──────── DATASET EXTRACT ────────

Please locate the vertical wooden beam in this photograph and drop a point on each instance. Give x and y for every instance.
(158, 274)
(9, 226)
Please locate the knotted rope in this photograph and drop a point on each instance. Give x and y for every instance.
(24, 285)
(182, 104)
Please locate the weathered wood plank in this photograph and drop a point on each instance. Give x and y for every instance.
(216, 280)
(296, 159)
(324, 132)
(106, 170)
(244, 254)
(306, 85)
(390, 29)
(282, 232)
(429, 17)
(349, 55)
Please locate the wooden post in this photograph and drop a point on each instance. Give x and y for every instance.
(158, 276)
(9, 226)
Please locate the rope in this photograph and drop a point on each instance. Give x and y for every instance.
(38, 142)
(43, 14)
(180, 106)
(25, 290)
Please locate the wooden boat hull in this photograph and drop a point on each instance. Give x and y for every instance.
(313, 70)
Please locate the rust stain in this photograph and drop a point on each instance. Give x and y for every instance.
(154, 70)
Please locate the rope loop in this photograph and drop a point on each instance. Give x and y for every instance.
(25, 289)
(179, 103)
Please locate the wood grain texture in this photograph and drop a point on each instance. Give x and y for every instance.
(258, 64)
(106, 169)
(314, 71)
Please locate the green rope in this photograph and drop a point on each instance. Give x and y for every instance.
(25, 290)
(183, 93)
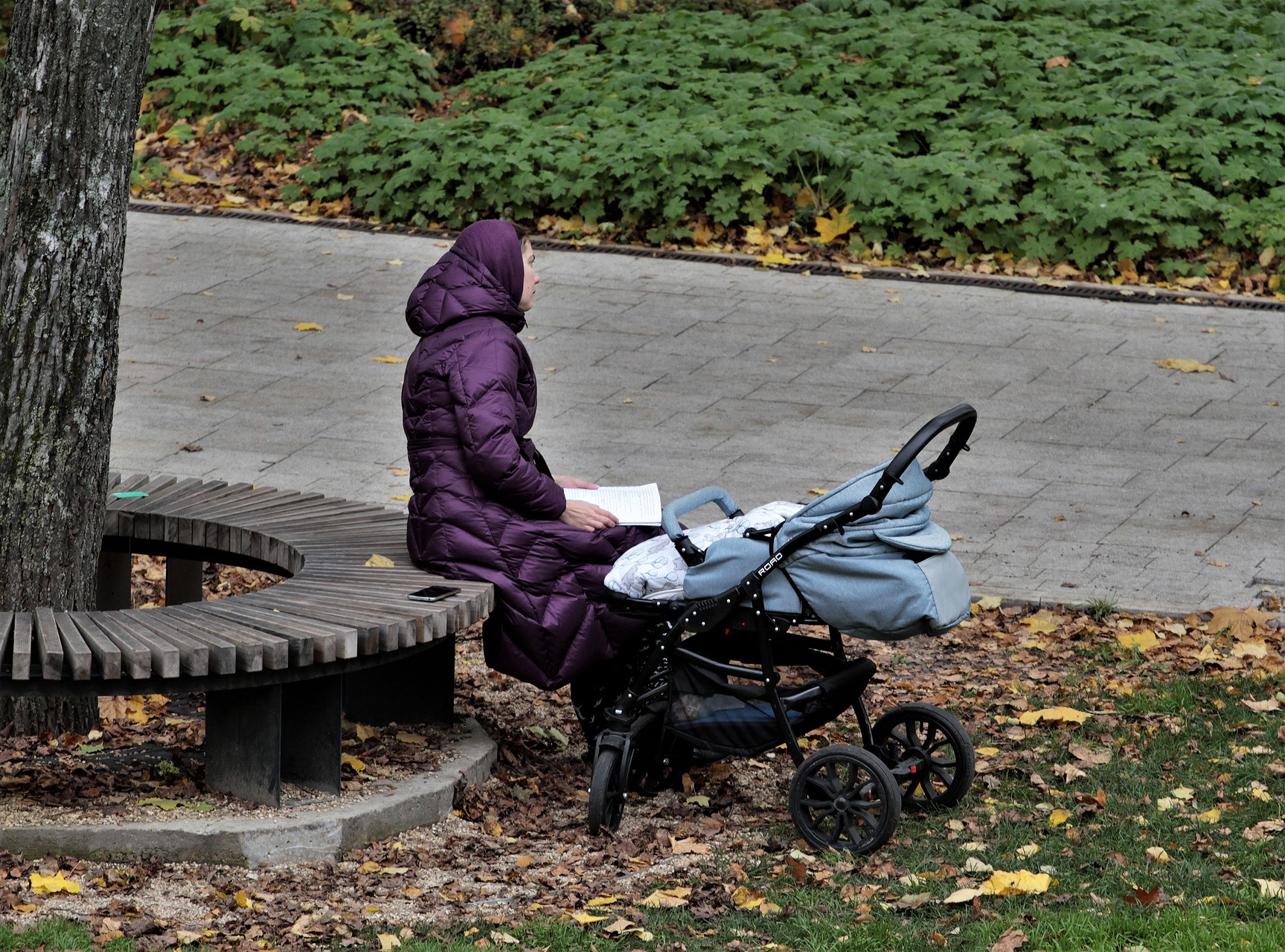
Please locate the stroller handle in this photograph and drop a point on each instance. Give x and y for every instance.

────────

• _PROBLEM TO SOLVE_:
Give every line as a JSON list of strings, one string per line and no blank lines, from the line containing "Please locate the wooden post" through the end of the rows above, both ends included. Leave out the pictures.

• _FINISHED TASK_:
[
  "Please locate the wooden post in this photograph and drop a point on each instance. Give x and y for every instance.",
  "(158, 276)",
  "(9, 226)",
  "Please locate the rope in this photograph and drop a point on each instance. Give x and y for every instance.",
  "(38, 142)",
  "(43, 14)",
  "(180, 106)",
  "(25, 290)",
  "Please locate the wooden boat hull in this photograph and drop a point on each instance. Give x and y for every instance.",
  "(313, 70)",
  "Please locate the rust stain in this photograph and drop a point on each instance. Give x and y for every instance.",
  "(154, 70)",
  "Please locate the rope loop in this photograph and drop a point on each instance. Give x and y for every instance.",
  "(25, 289)",
  "(179, 103)",
  "Please locate the wood grain texture in this photograph and drop a point on each instance. Give x and y for every instance.",
  "(258, 64)",
  "(106, 169)",
  "(314, 71)",
  "Please locate the green rope in this photograph and drop a point on each instance. Give x and y for every instance.",
  "(25, 290)",
  "(183, 93)",
  "Please locate the stroller handle in this photograph and drop a point on each instance. Give x and y for every instance."
]